**THE REQUEST:** Collect every line in the material below that contains the string "orange", and list those lines unchanged.

====== STORED RECORDS

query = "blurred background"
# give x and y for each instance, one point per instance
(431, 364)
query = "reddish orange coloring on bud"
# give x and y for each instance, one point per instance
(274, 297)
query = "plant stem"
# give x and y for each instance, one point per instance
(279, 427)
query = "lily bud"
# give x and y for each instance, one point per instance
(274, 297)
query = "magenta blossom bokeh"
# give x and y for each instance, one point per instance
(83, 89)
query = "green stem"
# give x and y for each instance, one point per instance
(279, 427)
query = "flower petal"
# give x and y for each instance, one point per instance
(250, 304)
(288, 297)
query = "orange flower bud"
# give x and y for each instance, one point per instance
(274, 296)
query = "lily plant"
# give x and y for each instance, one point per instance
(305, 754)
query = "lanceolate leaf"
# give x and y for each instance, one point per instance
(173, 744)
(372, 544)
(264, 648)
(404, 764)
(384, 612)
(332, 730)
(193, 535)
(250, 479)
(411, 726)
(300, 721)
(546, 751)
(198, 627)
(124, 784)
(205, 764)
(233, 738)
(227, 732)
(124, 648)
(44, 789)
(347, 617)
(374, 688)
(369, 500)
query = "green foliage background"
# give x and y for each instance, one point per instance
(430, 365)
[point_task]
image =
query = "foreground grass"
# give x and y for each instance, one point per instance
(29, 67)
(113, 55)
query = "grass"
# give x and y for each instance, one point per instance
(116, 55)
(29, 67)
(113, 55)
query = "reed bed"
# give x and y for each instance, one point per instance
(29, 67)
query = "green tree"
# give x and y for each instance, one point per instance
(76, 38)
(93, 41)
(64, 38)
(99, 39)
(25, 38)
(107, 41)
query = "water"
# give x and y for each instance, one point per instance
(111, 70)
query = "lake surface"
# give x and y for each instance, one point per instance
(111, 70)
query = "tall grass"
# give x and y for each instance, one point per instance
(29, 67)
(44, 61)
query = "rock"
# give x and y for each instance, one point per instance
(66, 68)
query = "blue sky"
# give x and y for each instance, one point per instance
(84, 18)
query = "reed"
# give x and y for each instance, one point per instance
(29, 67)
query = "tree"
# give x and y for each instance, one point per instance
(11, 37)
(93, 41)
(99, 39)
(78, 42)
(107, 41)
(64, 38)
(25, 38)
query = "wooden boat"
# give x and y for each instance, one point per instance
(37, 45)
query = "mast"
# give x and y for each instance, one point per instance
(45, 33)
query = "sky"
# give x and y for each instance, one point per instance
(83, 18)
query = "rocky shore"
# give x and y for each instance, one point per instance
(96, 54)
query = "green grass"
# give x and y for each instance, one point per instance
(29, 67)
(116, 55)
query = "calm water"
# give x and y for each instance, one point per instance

============

**FULL RESPONSE:**
query = "reddish orange coloring on bud"
query = "orange flower bud"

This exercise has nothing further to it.